(Items listed in a dataset)
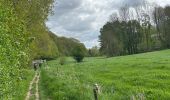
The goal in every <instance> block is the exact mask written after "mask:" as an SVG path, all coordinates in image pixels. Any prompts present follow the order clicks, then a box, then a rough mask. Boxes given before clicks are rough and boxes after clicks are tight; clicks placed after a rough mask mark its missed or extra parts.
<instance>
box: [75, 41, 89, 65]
mask: <svg viewBox="0 0 170 100" xmlns="http://www.w3.org/2000/svg"><path fill="white" fill-rule="evenodd" d="M85 54H86V48H85V46H84V45H83V44H80V45H77V46H76V47H75V48H74V50H73V58H74V59H75V60H76V61H77V62H82V61H83V58H84V56H85Z"/></svg>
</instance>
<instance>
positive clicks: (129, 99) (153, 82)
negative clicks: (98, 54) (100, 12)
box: [41, 50, 170, 100]
mask: <svg viewBox="0 0 170 100" xmlns="http://www.w3.org/2000/svg"><path fill="white" fill-rule="evenodd" d="M169 55H170V50H164V51H157V52H150V53H143V54H136V55H129V56H120V57H112V58H104V57H95V58H94V57H93V58H92V57H90V58H85V59H84V62H82V63H75V62H73V59H71V58H68V61H69V62H70V63H69V64H65V65H63V66H61V65H60V64H59V63H58V61H57V60H54V61H50V62H48V64H49V66H50V67H49V68H48V69H43V72H42V73H41V75H42V76H41V78H42V79H41V86H42V91H44V95H46V96H47V98H48V99H56V98H57V99H59V100H63V99H67V100H72V99H74V100H93V99H94V96H93V85H94V84H95V83H97V84H99V86H100V87H101V93H100V94H99V100H131V99H132V98H133V99H136V100H138V99H139V98H141V97H143V98H145V99H146V100H155V99H159V100H167V99H169V98H170V85H169V82H170V80H169V78H170V70H169V69H170V66H169V65H170V63H169V62H170V56H169ZM54 91H55V92H54ZM47 98H46V99H47ZM46 99H44V100H46Z"/></svg>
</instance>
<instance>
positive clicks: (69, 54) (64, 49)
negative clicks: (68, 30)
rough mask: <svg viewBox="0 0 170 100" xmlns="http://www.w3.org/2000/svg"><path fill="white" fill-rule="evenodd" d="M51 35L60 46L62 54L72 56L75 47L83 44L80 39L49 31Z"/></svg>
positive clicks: (57, 44) (63, 54)
mask: <svg viewBox="0 0 170 100" xmlns="http://www.w3.org/2000/svg"><path fill="white" fill-rule="evenodd" d="M49 35H50V37H51V38H52V39H53V41H54V42H55V45H56V46H57V47H58V51H59V53H60V56H72V55H73V51H74V48H76V46H77V45H81V43H80V41H79V40H77V39H74V38H66V37H58V36H56V35H55V34H54V33H52V32H49Z"/></svg>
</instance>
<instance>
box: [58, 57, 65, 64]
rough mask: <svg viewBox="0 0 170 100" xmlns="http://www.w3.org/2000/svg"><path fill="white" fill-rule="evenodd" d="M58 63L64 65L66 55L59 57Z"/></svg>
mask: <svg viewBox="0 0 170 100" xmlns="http://www.w3.org/2000/svg"><path fill="white" fill-rule="evenodd" d="M59 63H60V65H64V64H65V63H66V57H60V60H59Z"/></svg>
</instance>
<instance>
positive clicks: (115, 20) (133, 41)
mask: <svg viewBox="0 0 170 100" xmlns="http://www.w3.org/2000/svg"><path fill="white" fill-rule="evenodd" d="M153 10H154V11H153ZM134 15H136V16H135V17H134ZM169 22H170V6H166V7H165V8H162V7H159V6H158V7H155V8H153V7H151V5H149V4H147V3H146V4H145V5H140V6H133V7H131V6H128V5H125V6H123V7H122V8H121V9H119V13H118V14H117V13H114V14H112V15H111V16H110V20H109V21H108V22H107V23H106V24H105V25H104V26H103V27H102V28H101V29H100V33H101V34H100V36H99V39H100V46H101V48H100V52H101V53H102V54H104V55H107V56H108V57H112V56H120V55H131V54H137V53H141V52H148V51H154V50H161V49H168V48H170V44H169V43H170V33H169V32H170V30H169V27H170V24H169Z"/></svg>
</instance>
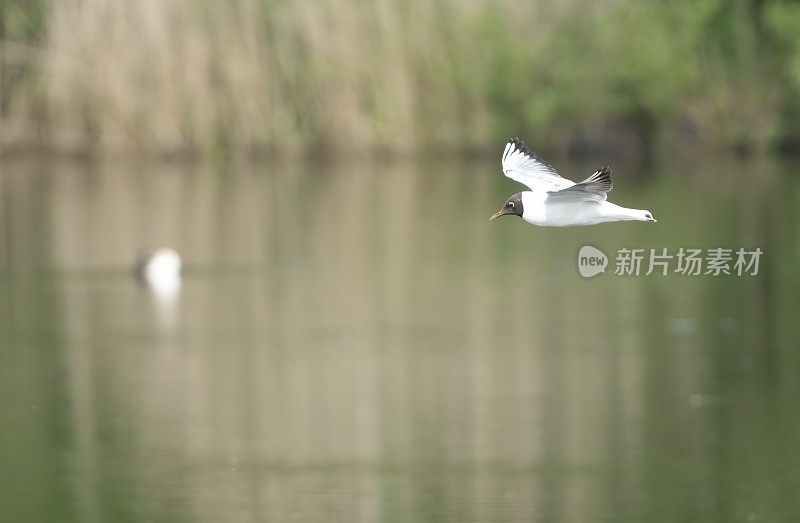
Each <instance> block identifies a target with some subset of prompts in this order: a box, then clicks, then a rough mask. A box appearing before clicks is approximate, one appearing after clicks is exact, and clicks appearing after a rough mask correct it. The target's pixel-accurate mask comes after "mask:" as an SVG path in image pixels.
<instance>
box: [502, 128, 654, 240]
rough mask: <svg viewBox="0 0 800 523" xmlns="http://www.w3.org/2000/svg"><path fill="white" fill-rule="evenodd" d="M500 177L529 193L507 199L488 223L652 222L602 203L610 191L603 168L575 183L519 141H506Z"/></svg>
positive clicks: (610, 202) (581, 222)
mask: <svg viewBox="0 0 800 523" xmlns="http://www.w3.org/2000/svg"><path fill="white" fill-rule="evenodd" d="M502 162H503V173H504V174H505V175H506V176H507V177H509V178H511V179H512V180H515V181H518V182H520V183H523V184H525V185H527V186H528V187H529V188H530V189H531V190H530V191H523V192H519V193H517V194H514V195H513V196H511V197H510V198H509V199H508V200H507V201H506V204H505V205H504V206H503V208H502V209H501V210H500V211H499V212H497V213H495V214H494V216H492V217H491V218H490V219H492V220H494V219H495V218H497V217H499V216H505V215H510V214H513V215H517V216H520V217H522V219H523V220H525V221H526V222H528V223H532V224H534V225H541V226H548V227H569V226H574V225H594V224H597V223H603V222H616V221H625V220H641V221H651V222H654V221H656V220H655V218H653V215H652V214H651V213H650V211H646V210H643V209H628V208H626V207H620V206H619V205H615V204H613V203H611V202H609V201H607V200H606V195H607V193H608V191H610V190H611V188H612V183H611V169H609V168H608V167H603V168H601V169H598V170H597V171H595V173H594V174H593V175H591V176H590V177H589V178H587V179H585V180H583V181H582V182H579V183H575V182H573V181H572V180H567V179H566V178H562V177H561V176H559V175H558V173H557V172H556V170H555V169H553V168H552V167H550V166H549V165H548V164H547V163H546V162H545V161H544V160H542V159H541V158H539V157H538V156H536V154H534V153H533V152H531V151H530V150H529V149H528V148H527V147H526V146H525V144H524V143H522V141H520V140H519V139H517V138H515V139H513V140H509V142H508V144H506V149H505V151H504V152H503V159H502Z"/></svg>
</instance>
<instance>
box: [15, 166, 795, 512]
mask: <svg viewBox="0 0 800 523" xmlns="http://www.w3.org/2000/svg"><path fill="white" fill-rule="evenodd" d="M496 163H497V162H496V161H494V160H492V161H487V162H485V163H482V162H472V163H463V162H451V163H436V164H431V165H417V164H413V163H404V162H398V163H395V164H391V165H386V164H384V163H369V162H367V163H358V164H340V165H337V166H334V167H332V168H331V167H324V168H323V166H321V165H308V166H296V165H291V164H279V165H271V166H260V167H251V166H244V167H230V168H226V169H223V170H213V169H205V168H199V167H190V168H182V167H181V168H179V167H170V166H166V167H165V166H146V167H144V166H122V167H119V166H115V167H102V166H85V165H76V164H72V165H66V166H61V165H59V166H49V165H44V166H43V165H27V164H24V165H16V164H14V165H5V166H2V170H1V171H0V176H2V178H1V179H2V187H1V189H0V190H2V193H0V196H1V197H2V201H1V202H0V205H2V207H1V209H2V213H1V214H0V227H1V228H0V231H2V232H0V275H1V276H2V280H1V281H0V343H1V345H0V406H2V408H0V425H1V426H2V427H3V429H2V431H0V467H2V470H3V471H4V474H2V475H0V492H2V498H3V499H4V500H5V501H4V502H2V503H0V519H3V520H8V521H43V520H57V521H68V520H81V521H115V520H142V521H151V520H183V521H185V520H192V521H194V520H199V521H245V520H264V519H272V520H278V521H285V520H300V521H313V520H321V521H330V520H343V521H353V520H364V521H369V520H376V519H390V520H398V521H419V520H451V521H469V520H485V521H498V520H519V519H527V520H531V519H544V520H580V521H594V520H599V519H629V520H630V519H635V520H662V521H677V520H699V521H711V520H715V521H741V520H746V521H776V520H782V519H788V518H790V517H791V515H793V514H795V515H796V514H797V513H798V511H800V503H799V502H798V501H797V500H796V496H795V492H796V487H797V485H798V483H799V482H800V473H798V472H797V471H798V470H799V469H800V467H799V466H800V452H798V450H797V442H798V441H800V421H799V419H798V416H797V404H798V401H799V400H800V386H799V385H798V384H799V383H800V379H798V376H800V361H799V360H798V355H797V352H796V350H795V349H796V345H797V343H796V340H797V336H798V334H800V332H798V330H799V329H798V327H797V323H796V319H797V317H798V313H800V303H799V302H798V298H797V291H798V283H800V277H798V275H797V271H796V270H795V267H797V266H798V262H800V233H799V232H798V223H800V205H798V204H799V203H800V200H798V194H800V193H799V192H798V189H799V187H798V182H797V180H795V179H793V177H792V176H791V175H792V174H793V172H794V171H796V169H792V168H790V167H788V166H785V165H781V164H779V163H770V162H763V163H754V164H751V165H740V164H737V163H733V162H723V163H721V164H713V165H702V166H687V165H666V166H662V167H660V168H658V169H655V170H654V173H653V175H652V176H651V177H641V176H638V174H640V173H639V171H637V170H636V169H634V168H629V169H627V172H626V169H624V168H620V169H617V171H618V172H619V174H618V175H617V183H616V186H617V188H616V189H615V190H614V192H613V193H612V196H613V197H612V199H613V200H614V201H615V202H617V203H620V204H623V205H630V206H633V207H643V208H645V207H646V208H648V209H651V210H653V211H654V212H655V213H656V215H657V216H658V217H659V222H658V224H657V225H653V224H642V223H620V224H606V225H601V226H596V227H591V228H582V229H541V228H535V227H533V226H530V225H527V224H524V223H523V222H521V221H520V220H516V219H510V218H508V219H503V220H498V221H495V222H491V223H490V222H489V221H488V217H489V215H491V213H492V212H494V211H495V210H496V209H497V208H498V207H499V205H500V204H502V202H503V201H505V199H506V197H507V196H508V195H509V194H511V193H512V192H514V191H517V190H518V187H517V186H516V185H515V184H513V183H512V182H510V181H508V180H505V179H503V178H502V177H501V176H500V175H499V174H498V167H497V165H496ZM591 167H592V166H573V168H572V169H565V173H569V172H576V173H577V172H583V171H586V172H590V170H591ZM579 169H582V171H581V170H579ZM628 173H630V174H628ZM754 173H755V174H754ZM579 177H581V176H580V175H579V174H575V175H574V176H573V178H579ZM586 244H590V245H593V246H596V247H599V248H600V249H602V250H603V251H604V252H606V253H614V252H616V250H617V249H619V248H622V247H628V248H630V247H637V248H639V247H644V248H650V247H657V248H663V247H668V248H670V249H677V248H679V247H703V248H708V247H734V248H737V247H740V246H741V247H748V248H752V247H756V246H758V247H761V249H762V250H763V251H764V252H765V255H764V257H763V258H762V262H761V271H760V272H761V274H760V275H759V276H757V277H754V278H745V277H743V278H737V277H719V278H711V277H697V278H691V277H685V276H668V277H661V276H651V277H644V276H640V277H619V276H614V275H613V271H607V273H606V274H605V275H600V276H598V277H595V278H593V279H591V280H587V279H583V278H581V277H580V276H579V275H578V272H577V268H576V264H575V262H576V260H575V258H576V255H577V252H578V249H579V248H580V247H581V246H582V245H586ZM159 245H169V246H172V247H174V248H175V249H177V250H178V251H179V252H180V253H181V255H182V256H183V259H184V262H185V264H186V265H185V269H184V275H185V277H184V281H183V286H182V288H181V292H180V294H179V295H177V297H176V299H175V300H174V301H173V303H172V304H171V306H170V307H168V308H167V309H164V303H159V302H158V300H157V299H155V297H154V296H153V295H152V294H151V293H149V292H148V291H147V290H145V289H143V288H141V287H139V286H137V284H136V282H135V280H134V279H133V278H132V277H131V272H130V269H131V264H132V263H133V260H135V258H136V254H137V253H138V252H139V250H140V249H141V248H143V247H152V246H159ZM9 471H10V472H9Z"/></svg>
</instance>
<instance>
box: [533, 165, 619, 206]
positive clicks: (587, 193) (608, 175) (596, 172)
mask: <svg viewBox="0 0 800 523" xmlns="http://www.w3.org/2000/svg"><path fill="white" fill-rule="evenodd" d="M613 187H614V185H613V184H612V182H611V168H610V167H601V168H600V169H598V170H597V171H595V173H594V174H593V175H591V176H590V177H588V178H586V179H585V180H583V181H582V182H579V183H576V184H574V185H571V186H569V187H566V188H564V189H560V190H557V191H548V192H547V196H548V198H549V199H552V200H563V201H565V202H566V201H570V202H577V201H584V202H586V201H597V202H601V201H603V200H605V199H606V193H608V191H610V190H611V189H612V188H613Z"/></svg>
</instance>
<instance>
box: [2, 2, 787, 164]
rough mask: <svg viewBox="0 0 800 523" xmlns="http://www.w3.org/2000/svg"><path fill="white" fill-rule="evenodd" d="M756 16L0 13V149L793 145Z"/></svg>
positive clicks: (669, 4) (351, 12)
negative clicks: (548, 144) (668, 138)
mask: <svg viewBox="0 0 800 523" xmlns="http://www.w3.org/2000/svg"><path fill="white" fill-rule="evenodd" d="M760 5H761V4H758V6H760ZM31 6H36V9H34V8H33V7H31ZM758 6H756V7H753V6H750V5H749V3H748V2H747V1H746V0H738V1H735V2H725V1H724V0H708V1H707V2H702V3H691V2H689V3H680V2H673V3H663V2H635V3H631V2H620V1H617V0H611V1H605V2H585V1H582V0H564V1H562V2H558V3H546V2H542V3H519V2H513V1H511V0H464V1H456V0H434V1H428V0H377V1H375V2H363V1H359V0H296V1H292V2H279V1H272V0H231V1H229V2H214V1H212V0H135V1H128V2H120V1H118V0H70V1H54V0H30V1H29V2H26V3H23V2H21V1H20V0H0V122H1V125H0V148H5V149H8V148H13V147H15V146H19V145H20V144H22V145H36V146H45V147H49V148H53V149H57V150H67V151H70V150H83V149H86V148H97V149H101V150H111V151H117V150H137V151H139V150H145V151H155V152H166V153H170V152H190V153H191V152H202V151H209V150H235V151H250V152H271V151H278V150H281V151H285V150H305V149H307V148H322V149H326V150H344V151H353V150H382V149H391V150H399V151H416V150H420V149H425V148H434V147H458V148H464V147H478V146H485V145H486V144H487V143H492V142H494V141H496V140H502V139H503V138H505V137H506V136H507V135H508V134H511V133H513V134H516V133H520V134H525V135H526V136H528V138H530V139H531V140H535V141H536V142H538V143H547V144H550V145H553V144H564V143H568V142H569V141H570V140H572V139H573V138H574V137H575V136H577V135H586V134H587V132H588V134H589V135H591V134H592V133H594V135H598V134H599V135H600V136H603V135H604V134H605V133H608V132H613V130H614V129H617V130H619V129H620V128H622V129H628V130H633V132H634V133H637V134H640V135H643V136H645V137H647V139H651V138H653V137H654V136H657V135H659V134H661V135H663V134H664V133H665V132H666V133H669V132H673V131H675V130H676V129H678V130H679V131H680V130H681V129H685V128H688V129H690V131H691V132H690V133H689V134H690V135H692V136H696V135H699V136H703V137H710V138H711V139H716V140H719V141H722V142H725V143H739V142H742V143H751V142H752V143H757V144H766V143H769V142H770V141H771V140H773V139H774V137H775V136H780V134H781V133H782V132H784V133H785V132H786V131H787V130H788V131H792V129H797V130H798V132H800V124H798V122H800V103H798V102H796V101H793V100H797V99H798V96H794V95H796V94H800V80H797V79H800V75H797V74H794V75H793V73H792V72H791V70H790V65H791V64H793V63H795V62H796V63H800V59H798V57H800V36H797V35H795V32H793V31H791V27H792V24H791V23H788V22H787V20H791V19H792V18H791V17H792V16H794V15H792V13H795V10H793V8H792V6H791V5H790V4H788V3H786V2H785V1H782V0H776V2H773V3H771V4H769V5H768V6H766V7H763V9H764V10H765V11H764V13H765V16H762V17H761V18H753V16H752V12H753V11H754V10H755V11H757V9H761V7H758ZM776 6H777V7H779V8H780V9H778V8H775V9H773V8H774V7H776ZM795 14H797V15H798V16H797V17H798V20H800V9H798V10H796V13H795ZM767 15H769V16H767ZM771 20H772V22H770V21H771ZM773 26H774V29H775V31H773V33H774V34H771V33H770V32H769V31H770V28H771V27H773ZM17 27H22V28H23V29H24V30H23V29H15V28H17ZM787 64H789V65H787ZM795 77H796V78H795ZM793 78H794V79H795V80H797V81H794V80H793Z"/></svg>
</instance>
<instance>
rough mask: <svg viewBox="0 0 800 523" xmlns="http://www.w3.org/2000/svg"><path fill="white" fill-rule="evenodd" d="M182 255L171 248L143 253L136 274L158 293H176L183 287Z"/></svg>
mask: <svg viewBox="0 0 800 523" xmlns="http://www.w3.org/2000/svg"><path fill="white" fill-rule="evenodd" d="M181 265H182V262H181V257H180V255H179V254H178V253H177V252H175V251H174V250H173V249H170V248H161V249H155V250H151V251H146V252H145V253H143V254H142V255H141V256H140V258H139V261H138V262H137V264H136V271H135V272H136V276H137V278H139V280H140V281H142V282H143V283H144V284H145V285H147V286H148V287H149V288H150V289H153V290H154V291H156V292H157V293H164V294H174V293H176V292H177V291H178V290H180V287H181Z"/></svg>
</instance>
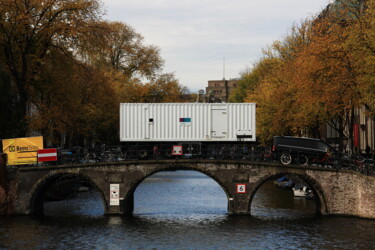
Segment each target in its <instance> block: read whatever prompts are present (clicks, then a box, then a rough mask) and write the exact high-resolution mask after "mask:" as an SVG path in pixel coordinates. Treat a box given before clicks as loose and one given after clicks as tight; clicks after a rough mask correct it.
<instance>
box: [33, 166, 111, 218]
mask: <svg viewBox="0 0 375 250" xmlns="http://www.w3.org/2000/svg"><path fill="white" fill-rule="evenodd" d="M58 182H65V184H66V185H67V186H66V187H65V188H66V189H65V190H61V191H62V192H63V193H62V194H61V195H62V196H63V195H64V192H71V191H72V188H73V187H72V186H70V187H69V185H73V184H82V183H84V184H85V185H88V186H89V187H91V188H94V189H95V190H96V191H97V192H98V193H99V194H100V197H101V200H102V202H103V205H104V208H105V210H108V202H107V200H106V198H105V195H104V194H103V190H102V189H101V188H100V186H99V185H97V183H96V182H95V181H94V180H92V178H90V176H88V175H85V174H82V173H71V172H58V173H51V174H49V175H47V176H45V177H44V178H42V179H39V180H38V181H37V182H36V183H35V184H34V185H33V187H32V188H31V190H30V194H31V198H30V201H29V209H30V210H29V212H30V214H42V213H43V212H44V211H43V210H44V208H43V203H44V202H45V201H46V198H47V192H48V191H50V189H51V187H52V186H53V185H54V184H56V183H58ZM63 184H64V183H63ZM69 189H70V190H69Z"/></svg>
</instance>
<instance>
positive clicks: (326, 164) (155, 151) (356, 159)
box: [47, 144, 375, 176]
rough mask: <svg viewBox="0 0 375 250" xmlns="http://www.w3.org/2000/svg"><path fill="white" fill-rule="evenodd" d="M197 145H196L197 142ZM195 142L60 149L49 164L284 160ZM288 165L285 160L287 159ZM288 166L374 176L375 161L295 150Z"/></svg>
mask: <svg viewBox="0 0 375 250" xmlns="http://www.w3.org/2000/svg"><path fill="white" fill-rule="evenodd" d="M194 145H195V144H194ZM194 145H193V144H190V146H186V147H185V152H184V154H182V155H173V154H172V152H171V149H170V148H169V147H164V148H163V147H160V148H157V149H155V147H154V148H151V149H144V148H142V147H137V146H131V147H126V148H124V147H123V146H112V147H100V148H82V147H73V148H72V149H69V150H67V149H64V150H63V149H61V150H58V162H55V163H47V164H54V165H72V164H85V163H98V162H121V161H125V160H126V161H128V160H143V159H149V160H151V159H181V158H182V159H194V158H195V159H218V160H242V161H255V162H274V163H283V162H282V160H281V158H280V157H281V156H280V154H279V153H278V152H272V150H271V148H270V147H261V146H249V145H237V144H215V145H212V146H207V147H202V148H196V146H194ZM284 164H285V162H284ZM285 165H296V166H301V167H317V168H329V169H348V170H354V171H357V172H360V173H361V174H364V175H372V176H375V161H374V159H372V158H366V157H364V156H362V155H360V154H354V155H350V156H349V155H346V154H335V155H332V154H325V155H321V154H308V155H307V154H306V152H294V154H293V156H292V157H291V160H290V162H288V164H285Z"/></svg>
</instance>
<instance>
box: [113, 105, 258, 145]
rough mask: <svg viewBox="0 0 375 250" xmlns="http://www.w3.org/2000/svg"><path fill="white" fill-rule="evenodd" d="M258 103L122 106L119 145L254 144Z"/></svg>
mask: <svg viewBox="0 0 375 250" xmlns="http://www.w3.org/2000/svg"><path fill="white" fill-rule="evenodd" d="M255 132H256V131H255V103H121V104H120V141H122V142H147V141H150V142H155V141H170V142H176V141H178V142H188V141H189V142H190V141H238V140H243V141H255V140H256V136H255Z"/></svg>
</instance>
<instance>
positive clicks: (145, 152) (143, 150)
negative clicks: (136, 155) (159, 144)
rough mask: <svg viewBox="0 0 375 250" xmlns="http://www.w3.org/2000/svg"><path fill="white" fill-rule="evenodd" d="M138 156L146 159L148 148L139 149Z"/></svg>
mask: <svg viewBox="0 0 375 250" xmlns="http://www.w3.org/2000/svg"><path fill="white" fill-rule="evenodd" d="M138 156H139V158H141V159H145V158H146V157H147V150H145V149H141V150H139V151H138Z"/></svg>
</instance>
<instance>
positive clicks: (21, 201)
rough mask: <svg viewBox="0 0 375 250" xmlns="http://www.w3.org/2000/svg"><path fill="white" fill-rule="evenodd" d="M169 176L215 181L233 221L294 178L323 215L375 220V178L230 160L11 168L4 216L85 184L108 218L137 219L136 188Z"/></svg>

▶ Exercise
Repeat only what lies between the start of the data and the end of the line containing "negative clicks: (98, 54) (100, 12)", exactly, with pictures left out.

▶ Answer to this task
The goal in every <instance> block is the exact mask written after "mask:" as an SVG path, all coordinates in image pixels. Any prompts present follow the order clicks, then a box, then a rough mask. Boxes given before clicks are rough and boxes after clicks are tight; clicks placed after a rough mask mark its missed or extra parts.
<instance>
box: [75, 41, 89, 65]
mask: <svg viewBox="0 0 170 100" xmlns="http://www.w3.org/2000/svg"><path fill="white" fill-rule="evenodd" d="M85 54H86V48H85V46H84V45H83V44H80V45H77V46H76V47H75V48H74V50H73V58H74V59H75V60H76V61H77V62H82V61H83V58H84V56H85Z"/></svg>
</instance>
<instance>
positive clicks: (129, 99) (153, 82)
negative clicks: (98, 54) (100, 12)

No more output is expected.